» **What is needed**: All of the data below should be printed again word for word, pictures excluded.

» **Records from a dataset**:
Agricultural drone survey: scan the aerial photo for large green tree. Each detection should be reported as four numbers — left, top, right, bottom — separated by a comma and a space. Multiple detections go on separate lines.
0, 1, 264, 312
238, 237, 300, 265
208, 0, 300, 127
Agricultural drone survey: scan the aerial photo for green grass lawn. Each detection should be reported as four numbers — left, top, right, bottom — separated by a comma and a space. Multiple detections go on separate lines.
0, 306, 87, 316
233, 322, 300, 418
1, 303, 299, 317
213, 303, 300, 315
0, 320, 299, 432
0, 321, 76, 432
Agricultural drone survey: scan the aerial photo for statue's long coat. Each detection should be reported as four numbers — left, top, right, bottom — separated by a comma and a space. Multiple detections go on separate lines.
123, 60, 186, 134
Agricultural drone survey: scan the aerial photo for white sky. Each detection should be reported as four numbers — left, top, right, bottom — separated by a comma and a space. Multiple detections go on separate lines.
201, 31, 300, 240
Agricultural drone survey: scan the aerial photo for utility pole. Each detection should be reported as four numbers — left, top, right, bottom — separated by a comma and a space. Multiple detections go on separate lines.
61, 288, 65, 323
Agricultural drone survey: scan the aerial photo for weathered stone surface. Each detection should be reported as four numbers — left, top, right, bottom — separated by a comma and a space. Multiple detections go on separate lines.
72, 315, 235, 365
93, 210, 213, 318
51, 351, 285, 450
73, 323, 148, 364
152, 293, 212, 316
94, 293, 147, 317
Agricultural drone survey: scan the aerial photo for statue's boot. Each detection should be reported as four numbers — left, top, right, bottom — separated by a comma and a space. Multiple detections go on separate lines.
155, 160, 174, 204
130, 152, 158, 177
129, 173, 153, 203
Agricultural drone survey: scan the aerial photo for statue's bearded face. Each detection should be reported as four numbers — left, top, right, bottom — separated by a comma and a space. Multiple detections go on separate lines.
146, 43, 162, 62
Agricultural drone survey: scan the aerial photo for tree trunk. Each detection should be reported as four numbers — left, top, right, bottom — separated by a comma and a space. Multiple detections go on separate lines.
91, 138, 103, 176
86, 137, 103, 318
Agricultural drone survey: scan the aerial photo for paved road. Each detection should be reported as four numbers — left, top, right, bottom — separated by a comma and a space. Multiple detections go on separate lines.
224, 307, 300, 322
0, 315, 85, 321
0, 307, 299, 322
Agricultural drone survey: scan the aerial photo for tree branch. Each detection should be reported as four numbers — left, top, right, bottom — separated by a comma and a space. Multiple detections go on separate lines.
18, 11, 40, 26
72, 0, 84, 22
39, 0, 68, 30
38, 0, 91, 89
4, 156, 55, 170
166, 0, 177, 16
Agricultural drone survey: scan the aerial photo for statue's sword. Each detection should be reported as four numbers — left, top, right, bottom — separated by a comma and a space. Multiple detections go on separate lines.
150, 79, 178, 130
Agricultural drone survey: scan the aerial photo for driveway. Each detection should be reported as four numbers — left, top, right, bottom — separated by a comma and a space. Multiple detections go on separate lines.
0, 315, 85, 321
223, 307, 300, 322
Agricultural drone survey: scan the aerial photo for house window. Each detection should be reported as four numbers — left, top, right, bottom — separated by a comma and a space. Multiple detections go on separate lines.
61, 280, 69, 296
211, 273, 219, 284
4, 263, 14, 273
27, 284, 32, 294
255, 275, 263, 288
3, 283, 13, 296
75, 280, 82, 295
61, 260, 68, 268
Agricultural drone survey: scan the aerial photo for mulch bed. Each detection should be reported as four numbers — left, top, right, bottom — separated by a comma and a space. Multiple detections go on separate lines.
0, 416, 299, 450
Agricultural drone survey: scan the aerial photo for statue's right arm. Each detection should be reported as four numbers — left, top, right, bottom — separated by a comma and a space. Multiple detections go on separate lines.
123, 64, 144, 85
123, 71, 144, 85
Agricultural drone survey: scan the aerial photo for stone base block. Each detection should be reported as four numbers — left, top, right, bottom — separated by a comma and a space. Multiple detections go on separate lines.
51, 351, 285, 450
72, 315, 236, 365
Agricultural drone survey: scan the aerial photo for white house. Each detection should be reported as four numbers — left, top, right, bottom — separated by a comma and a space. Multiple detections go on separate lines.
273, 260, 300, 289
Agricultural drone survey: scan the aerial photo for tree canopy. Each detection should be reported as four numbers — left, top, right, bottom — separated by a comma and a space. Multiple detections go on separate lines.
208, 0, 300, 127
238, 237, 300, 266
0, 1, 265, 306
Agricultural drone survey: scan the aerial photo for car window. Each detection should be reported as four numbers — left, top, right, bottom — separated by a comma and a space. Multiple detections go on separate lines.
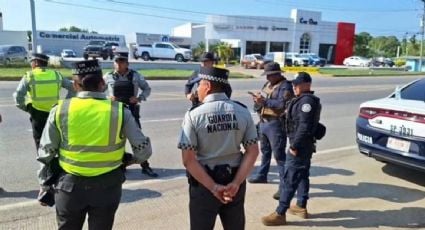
254, 55, 263, 60
155, 44, 166, 48
400, 79, 425, 101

» **Written response**:
Agricultural drone survey: scan the aerial photo for large green tree. Each detection should be reported as four numbers — left, top, right, bottom — separated by a comma and a space. Multiple detections go on separate lines.
0, 1, 264, 312
238, 237, 300, 265
208, 0, 300, 127
Agricultural drone survey: scan the aerial photo for green grass lawn. Each detection should be reported as four numbers — left, top, right, bottom — separated by a comma and a space. Multiple detections go on separate lines.
0, 306, 87, 316
233, 322, 300, 418
1, 303, 299, 317
213, 303, 300, 315
0, 320, 299, 432
0, 321, 76, 432
Agricultural drone survey: scan the aerial photo for statue's long coat. Each detection should be reported as four numbers — left, top, right, bottom — separated by a comma and a space. Multiple detections go on separate lines.
123, 60, 186, 134
Agricultural drone survey: scan the aerial photo for white sky. Each detection should be reported as four numbers — left, top, right, bottom — separated by a comma and a space. Multiple detections go on separate lines.
201, 31, 300, 240
Agricultural drone survey: scan the aerial photo for utility pole. Each detection should be reported as four numbers — left, top, right, bottom — separated by a comma and a space. Multiple detections go on separate lines.
61, 288, 65, 323
Agricultural drone survey: scan the aerial photo for weathered stone surface. Each detection should be reported as four numbers — left, top, right, bottom — separated by a comma and a space. Multiple detections go on separate lines.
72, 315, 235, 365
93, 210, 213, 318
51, 351, 285, 450
73, 323, 148, 364
152, 293, 212, 316
94, 293, 147, 317
Agricultural drone survey: scan the aerial photo for statue's boot. Each detection should be reported as four numbers — left, top, right, bottom — separated by a comma and a space. Multiple detections go on separate lines.
155, 160, 174, 204
130, 152, 158, 177
129, 173, 153, 203
Agricultural drone survey: scan the aerial photo for statue's bearded face. Each detection should be reported as four numbers — left, top, right, bottom — separated by a comma and a space. Multiple detections go on separate lines.
146, 43, 162, 62
Agricultural drone survey: scan the aerial photo for tree trunk. Each detection should be reported as four numbers — left, top, right, bottom — separated by a comma and a space. Multiple detections go on separate lines.
91, 138, 103, 176
86, 137, 103, 318
Agricultural drone survey: scan the aerial photo for paved road. Each detection should be reported as four numbers — left, top, right, bottom — separated by a comma and a space. Multiple detections go on separate lines.
224, 307, 300, 322
0, 315, 85, 321
0, 307, 299, 322
Agricultural drone survey: scan the aerial photo for tree branch. Each detection should be reported as four numbers — left, top, right, bottom — separated by a comma and a space. Multiple detections go on separate lines.
18, 11, 40, 26
72, 0, 84, 22
39, 0, 68, 30
38, 0, 91, 89
4, 156, 55, 170
166, 0, 177, 16
Agricultural drone survey: scan the aerial photo for statue's sword. Each detection should be reported as four numbers — left, top, right, bottom — separated by a comma and a space. Multiple detections go on separate lines.
150, 79, 178, 130
Agricultural drone survey: scan the aerial photo for driveway. Each detection should be reported as four numbers — left, top, right, bottom — separated by a comma and a space. Multiple detections go on separate lines.
0, 315, 85, 321
223, 307, 300, 322
Agricultural drone survey: scan the aerial photo for house window. Each detection should be reported as four numbers — left, top, right, bottom — separated by a comma and a space. Multiple detections go on separate lines.
61, 280, 69, 296
211, 273, 219, 284
4, 263, 14, 273
27, 284, 32, 294
255, 275, 263, 288
3, 283, 13, 296
75, 280, 82, 295
61, 260, 68, 268
Agricultural drone survey: scan the aerial photo for mulch bed. Each detection should be reported as four numbers — left, top, right, bottom — separated by a comma and a space. Multiple detections go on separate lines.
0, 416, 299, 450
Agricultural drone survey: scan the aerial photo for statue's right arm. Each detection should be reported as four numbers — left, top, right, bottom — separated by a comma and a space. Multiple detections go on separate lines.
123, 64, 144, 85
123, 71, 144, 85
Agricultural drone survey: scan the aerial photo for stone base block. Each detection should be reported as four numbers — left, top, right, bottom — separated by a comma and a space. Multiple detections go on separate lines.
51, 351, 285, 450
72, 315, 236, 365
Agricultural drone survey: scan the aerial photo for white house. Each detection should be reported as four numbers — left, top, right, bottom — separated by a comma and a space. Multiple detections go on separate lines.
273, 260, 300, 289
Agricultural drone survey: scan the aerial photo for tree canopy. Each detection should be reported as four numbers — left, top, right, bottom — separated by a comma and a space. Multiple detections go on separate lines.
208, 0, 300, 127
238, 237, 300, 266
0, 1, 265, 306
Agricultural drone survey: scan the aerial photo for car window. Each detection should be reported as four numbers — left, top, right, bottom — separated by a comma and a space. Multiple detections go on separate lines.
254, 55, 263, 60
155, 44, 166, 48
400, 79, 425, 101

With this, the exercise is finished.